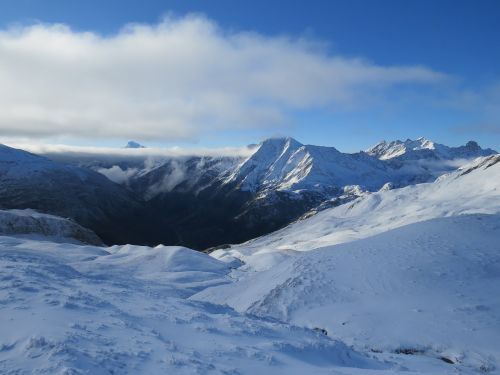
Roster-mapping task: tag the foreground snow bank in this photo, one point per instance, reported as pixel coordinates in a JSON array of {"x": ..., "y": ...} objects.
[
  {"x": 429, "y": 288},
  {"x": 69, "y": 309}
]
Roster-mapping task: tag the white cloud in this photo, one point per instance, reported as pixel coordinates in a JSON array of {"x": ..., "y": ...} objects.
[
  {"x": 174, "y": 80},
  {"x": 129, "y": 153}
]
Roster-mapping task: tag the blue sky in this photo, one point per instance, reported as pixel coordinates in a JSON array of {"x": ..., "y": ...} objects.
[{"x": 456, "y": 42}]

Task requirements »
Please change "one point per instance" to "one point per object" in every row above, keeping everything else the same, and leave the pictures out of your answer.

Result of the exercise »
Roster-mapping task: tag the foreground snow bank in this photo, one point per object, reported as pixel coordinates in a JSON array of {"x": ..., "y": ...} objects.
[
  {"x": 429, "y": 288},
  {"x": 69, "y": 309}
]
Roster-mapping task: tag the white cloud in this photo, one point per object, reported as pixel coordinates in a JSON array of {"x": ..., "y": ...} objects.
[
  {"x": 174, "y": 80},
  {"x": 129, "y": 153}
]
Roster-mapping task: tag the blue sky in this photo, one point per object, reported as pixel coordinates in a JSON array of {"x": ..., "y": ...} objects.
[{"x": 456, "y": 42}]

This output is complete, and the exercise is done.